= Extract =
Dátové štruktúry pre externú pamäť

Zdroje:

Prednaska L07 Erika Demaina z MIT: http://courses.csail.mit.edu/6.851/spring12/lectures/
Kapitola o B-trees z Cormen, Thomas H., Charles E. Leiserson, Ronald L. Rivest, and Clifford Stein. Introduction to Algorithms. (ja spom pouzila 3. vydanie)
onlie algoritmy a paging http://courses.csail.mit.edu/6.854/03/scribe/scribe19.ps

Osnova:

uvod do externej pamati z prednasky Erika Demaina
- strucne opakovanie B-trees: struktura, hladanie, vkladanie, odhad vysky
- strucne opakovanie mergesortu v externej pamati
uvod do cache-oblivious modelu z prednasky Erika Demaina
- strucnu uvod do online algoritmov, kompetitivnost, paging
staticke vyhldavacie stromy (vEB layout) z prednasky Erika Demaina
nacrt ako zhruba vyzeraju dynamicke stromy (cache oblivious B-trees), nesli sme do vsetkych detailov

Obsah

Example: scanning through n elements (e.g. to compute their sum): Theta(n/B) memory transfers

I/O cost of binary search tree?
from CLRS 3rd edition
parameter T related to block size B (so that each node fits into a constant number of blocks)
each node v has some number v.n of keys
- if it is an internal node, it has v.n+1 children
- keys in a node are sorted
- each subtree contains only values between two successive keys in the parent
all leaves are in the same depth
each node except root has at least T-1 keys and each internal node except root has at least T children
each node has at most 2T-1 keys and at most 2T children
height is O(log_T n)

Search:

Insert:

find a leaf where the new key belongs
if leaf is full (2T-1 keys), split into two equal parts of size T-1 and insert median to the parent
- new element can be inserted to one of the new leaves
we continue splitting ancestors until we find a node which is not full or until we reach the root. If root is full, we create a new root with 2 children (increasing the height of the tree)
O(log_T n) block reads and writes

mergesort
- I/O cost of ordinary implementation?

= Extracted records =
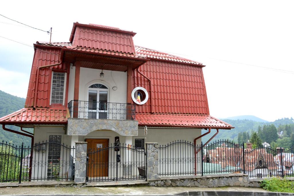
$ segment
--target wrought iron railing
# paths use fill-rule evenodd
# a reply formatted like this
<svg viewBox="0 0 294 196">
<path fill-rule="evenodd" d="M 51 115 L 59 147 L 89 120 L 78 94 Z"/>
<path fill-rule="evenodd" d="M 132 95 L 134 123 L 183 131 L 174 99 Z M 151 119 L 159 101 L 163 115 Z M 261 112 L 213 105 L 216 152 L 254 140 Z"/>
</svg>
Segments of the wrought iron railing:
<svg viewBox="0 0 294 196">
<path fill-rule="evenodd" d="M 250 178 L 294 175 L 294 148 L 244 148 L 229 141 L 203 146 L 178 140 L 158 149 L 158 175 L 169 176 L 241 173 Z"/>
<path fill-rule="evenodd" d="M 74 147 L 47 141 L 32 147 L 2 141 L 0 182 L 73 180 L 74 150 Z"/>
<path fill-rule="evenodd" d="M 72 118 L 136 120 L 135 104 L 72 100 L 68 106 Z"/>
</svg>

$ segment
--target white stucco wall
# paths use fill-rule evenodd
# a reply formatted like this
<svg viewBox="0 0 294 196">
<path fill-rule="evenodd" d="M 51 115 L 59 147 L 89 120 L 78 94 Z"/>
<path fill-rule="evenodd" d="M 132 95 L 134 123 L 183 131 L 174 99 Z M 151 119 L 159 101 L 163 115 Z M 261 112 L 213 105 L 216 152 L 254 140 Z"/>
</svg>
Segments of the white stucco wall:
<svg viewBox="0 0 294 196">
<path fill-rule="evenodd" d="M 64 143 L 65 145 L 67 144 L 69 146 L 71 145 L 71 143 L 74 143 L 75 141 L 76 141 L 77 138 L 72 138 L 71 136 L 69 136 L 64 134 L 64 130 L 63 128 L 62 127 L 51 127 L 51 126 L 40 126 L 39 127 L 35 127 L 35 141 L 36 142 L 40 141 L 44 141 L 49 139 L 49 135 L 51 134 L 61 135 L 62 135 L 62 143 Z M 115 142 L 115 138 L 116 136 L 119 137 L 120 142 L 122 144 L 123 143 L 124 145 L 130 144 L 134 146 L 135 144 L 135 139 L 136 138 L 143 138 L 145 139 L 145 142 L 156 142 L 158 143 L 160 145 L 162 145 L 167 144 L 172 141 L 175 141 L 179 140 L 186 140 L 186 141 L 190 142 L 193 143 L 194 138 L 199 136 L 201 134 L 201 130 L 197 129 L 181 129 L 181 128 L 148 128 L 148 134 L 145 136 L 144 134 L 144 129 L 143 128 L 139 128 L 138 135 L 136 136 L 125 136 L 119 135 L 118 133 L 114 131 L 110 130 L 95 131 L 91 132 L 86 135 L 80 135 L 77 137 L 78 141 L 84 141 L 86 138 L 101 138 L 108 139 L 109 139 L 109 145 L 111 144 L 113 144 Z M 73 141 L 72 141 L 72 139 Z M 197 141 L 197 143 L 201 143 L 201 139 L 198 140 Z M 189 150 L 189 155 L 192 155 L 193 156 L 193 150 Z M 128 162 L 133 161 L 136 162 L 138 163 L 138 165 L 136 167 L 131 167 L 129 169 L 132 170 L 132 175 L 136 174 L 136 175 L 138 174 L 138 170 L 137 167 L 138 167 L 144 165 L 144 162 L 145 161 L 143 155 L 138 152 L 136 152 L 133 151 L 129 151 L 126 148 L 121 148 L 121 151 L 119 154 L 121 153 L 123 155 L 121 157 L 121 164 L 123 163 L 129 163 Z M 171 151 L 169 151 L 170 153 Z M 108 161 L 111 164 L 114 164 L 116 162 L 116 157 L 114 156 L 113 150 L 109 151 Z M 160 154 L 160 153 L 159 152 Z M 179 155 L 178 154 L 175 152 L 174 155 L 176 155 L 175 157 L 176 158 L 175 159 L 179 160 L 181 158 L 185 158 L 187 157 L 185 157 L 185 155 L 186 156 L 188 154 L 186 153 L 181 154 Z M 173 152 L 172 154 L 174 154 Z M 198 153 L 200 155 L 200 153 Z M 163 157 L 162 155 L 159 155 L 159 158 L 164 158 Z M 193 172 L 194 168 L 195 168 L 194 164 L 193 162 L 189 161 L 188 162 L 185 162 L 186 161 L 182 162 L 179 165 L 177 164 L 173 163 L 171 165 L 161 165 L 159 164 L 159 169 L 160 172 L 164 172 L 168 169 L 170 169 L 171 168 L 174 168 L 174 169 L 176 170 L 178 172 L 180 170 L 183 172 L 187 172 L 187 175 L 192 175 L 191 174 L 191 172 Z M 131 162 L 129 162 L 131 163 Z M 111 165 L 111 164 L 110 165 Z M 108 170 L 108 176 L 113 176 L 115 175 L 115 173 L 113 170 L 113 168 L 109 166 Z M 200 170 L 201 168 L 199 164 L 197 164 L 197 170 Z M 121 166 L 119 171 L 119 175 L 121 176 L 123 175 L 123 172 L 124 169 L 123 166 Z M 185 169 L 183 169 L 184 168 Z M 177 168 L 177 169 L 176 169 Z M 37 168 L 36 168 L 37 169 Z M 40 168 L 39 171 L 40 171 Z M 68 172 L 67 171 L 64 171 L 65 174 L 64 175 L 66 175 Z M 43 169 L 42 170 L 42 175 L 46 175 L 47 169 Z M 37 170 L 34 170 L 33 173 L 37 173 Z M 39 172 L 39 175 L 40 174 Z M 188 173 L 189 173 L 188 174 Z"/>
<path fill-rule="evenodd" d="M 69 102 L 74 99 L 75 67 L 71 66 L 69 86 Z M 103 70 L 104 77 L 101 78 L 101 70 L 81 67 L 80 71 L 80 83 L 79 90 L 79 100 L 86 101 L 88 99 L 88 88 L 94 84 L 100 83 L 109 89 L 109 102 L 113 103 L 125 103 L 126 102 L 127 73 L 123 71 Z M 112 78 L 113 78 L 113 79 Z M 115 83 L 113 80 L 115 82 Z M 112 87 L 117 87 L 114 91 Z"/>
<path fill-rule="evenodd" d="M 50 160 L 54 155 L 49 152 L 50 144 L 47 143 L 46 145 L 36 146 L 36 144 L 34 145 L 35 147 L 33 154 L 32 179 L 35 179 L 35 181 L 45 180 L 45 179 L 48 177 L 47 175 L 49 171 L 51 170 L 58 171 L 59 175 L 56 175 L 57 174 L 54 174 L 57 173 L 52 172 L 52 175 L 54 176 L 60 178 L 68 177 L 70 173 L 72 172 L 69 170 L 70 168 L 73 167 L 73 163 L 70 160 L 73 160 L 74 153 L 72 149 L 69 148 L 71 136 L 68 136 L 64 134 L 64 126 L 35 126 L 34 129 L 35 144 L 38 144 L 39 142 L 42 143 L 43 141 L 46 143 L 46 140 L 49 142 L 49 135 L 61 135 L 61 143 L 62 144 L 64 143 L 64 146 L 61 145 L 59 148 L 60 160 L 58 163 L 54 163 L 54 162 L 52 163 Z M 54 145 L 52 144 L 51 145 Z M 55 148 L 56 146 L 55 145 Z M 72 146 L 71 147 L 72 148 Z"/>
</svg>

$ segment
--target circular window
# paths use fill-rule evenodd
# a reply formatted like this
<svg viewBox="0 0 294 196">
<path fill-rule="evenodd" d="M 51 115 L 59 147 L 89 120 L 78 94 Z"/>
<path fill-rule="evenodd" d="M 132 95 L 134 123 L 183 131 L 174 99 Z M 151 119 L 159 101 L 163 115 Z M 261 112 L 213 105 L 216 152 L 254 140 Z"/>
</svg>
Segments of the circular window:
<svg viewBox="0 0 294 196">
<path fill-rule="evenodd" d="M 142 87 L 136 87 L 132 91 L 133 101 L 139 105 L 146 103 L 149 97 L 147 91 Z"/>
</svg>

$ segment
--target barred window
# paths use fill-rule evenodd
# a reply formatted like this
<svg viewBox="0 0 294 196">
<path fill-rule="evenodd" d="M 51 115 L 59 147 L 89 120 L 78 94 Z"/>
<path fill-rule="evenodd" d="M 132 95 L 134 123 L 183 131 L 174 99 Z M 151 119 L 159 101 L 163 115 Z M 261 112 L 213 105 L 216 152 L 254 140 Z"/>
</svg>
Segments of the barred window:
<svg viewBox="0 0 294 196">
<path fill-rule="evenodd" d="M 59 176 L 61 135 L 49 135 L 47 177 L 54 179 Z"/>
<path fill-rule="evenodd" d="M 65 73 L 53 72 L 51 103 L 63 103 Z"/>
<path fill-rule="evenodd" d="M 144 139 L 135 139 L 135 149 L 144 149 Z"/>
</svg>

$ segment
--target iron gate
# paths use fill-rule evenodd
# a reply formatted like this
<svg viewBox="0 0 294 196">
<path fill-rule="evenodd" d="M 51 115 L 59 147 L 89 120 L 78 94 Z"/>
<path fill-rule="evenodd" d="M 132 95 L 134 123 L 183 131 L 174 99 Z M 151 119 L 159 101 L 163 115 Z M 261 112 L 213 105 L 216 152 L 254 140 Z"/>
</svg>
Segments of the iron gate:
<svg viewBox="0 0 294 196">
<path fill-rule="evenodd" d="M 88 150 L 87 182 L 146 179 L 145 148 L 123 144 L 100 147 Z"/>
</svg>

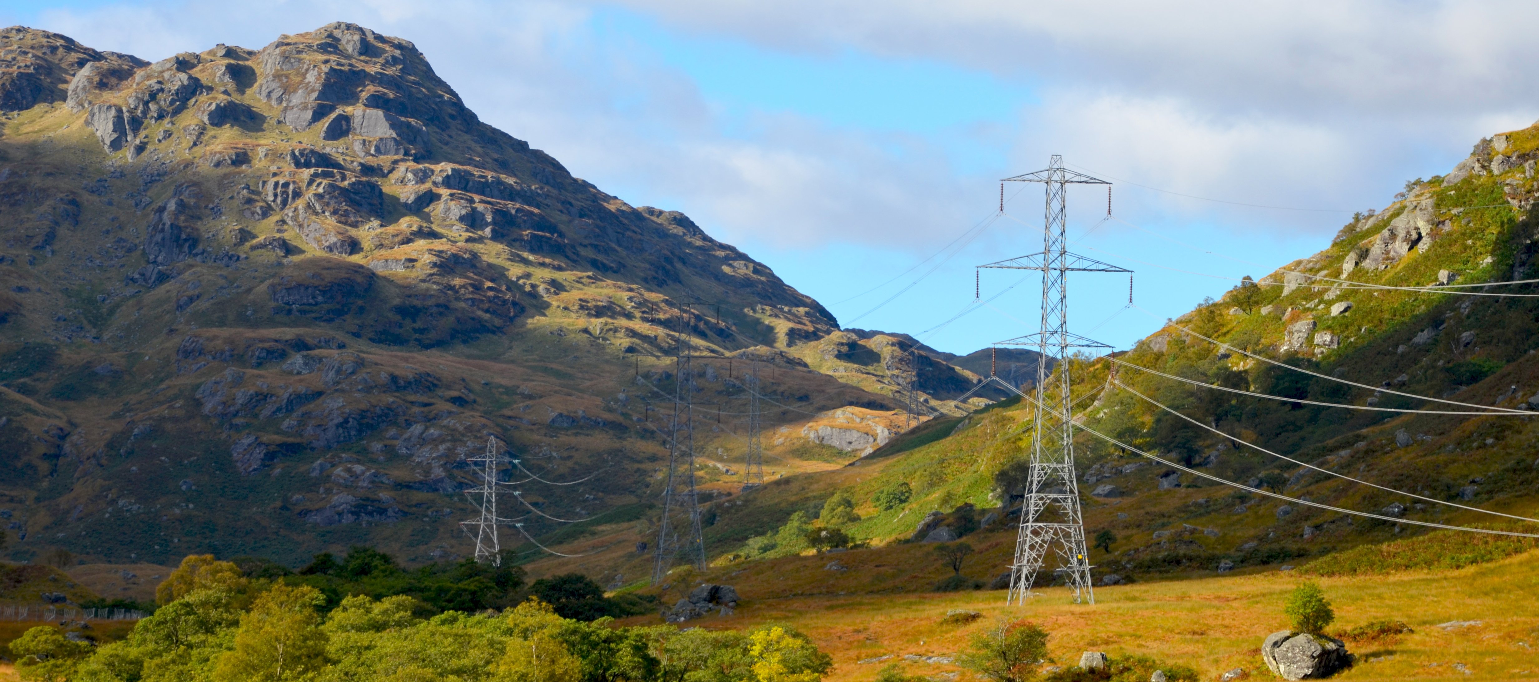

= Prompt A =
Translate this sentence from the notes on external-memory data structures into Spanish: "each node has at most 2T-1 keys and at most 2T children"
= Prompt B =
Continue the notes on external-memory data structures from their last line.
The data has no part in this exercise.

= Task result A =
Cada nodo tiene como máximo 2T-1 claves y como máximo 2T hijos.

= Task result B =
- create sorted runs of size M using O(N/B) disk reads and writes
- repeatedly merge M/B-1 runs into 1 - 1 pass uses N/B disk reads and writes
- log_{M/B-1} (N/M) passes

B-trees can do search tree operations (insert, delete, search/predecessor) in Theta(log_{B+1} n) = Theta(log n / log (B+1)) memeory transfers
- number of memory transfers compared to usual search tree running time: factor of 1/log B
search optimal in comparison model
- proof outline through information theory
- goal of the seach is to tell us between which two elements is query located
- there are Theta(n) possible answers, thus Theta(logg n) bits of information
- in normal comparison model one comparison of query to an elements of the set gives us at most 1 bit of information
- in I/O model reading a block of B elements and comparing query to them gives us in the beste case its position within these B ele,ents, i.e. Theta(log B) bits
- to get Theta(log n) bits of infomration for the answer, we need Theta(log n/log B) block reads
- this can be transformed to a more formal and precise proof
sorting O((N/B) log_{M/B} (N/B)) memory trasfers
- number of memory transfers compared to usual sorting running time: factor of more than 1/B

in the I/O model the algorithm explicitly requests block transfers, knows B, controls memory allocation
in the cache oblivious model algorithm does not know B or M, memory operates as a cache
M/B slots, each holding one block from disk
algorithm requests reading a word from disk
- if the block containing this word in cache, no transfer
- replace one slot with block holding requested item, write original block if needed (1 or 2 transfers)
- which one to replace: classical on-line problem of paging

cache has size k = M/B slots, each holds one page (above called block)
sequence of page requests, if the requested page not in memory not in memory, bring it in and remove some other page (page fault)
- goal is to minimize the number of page faults
optimal offline algorithm (knows the whole sequence of page requests)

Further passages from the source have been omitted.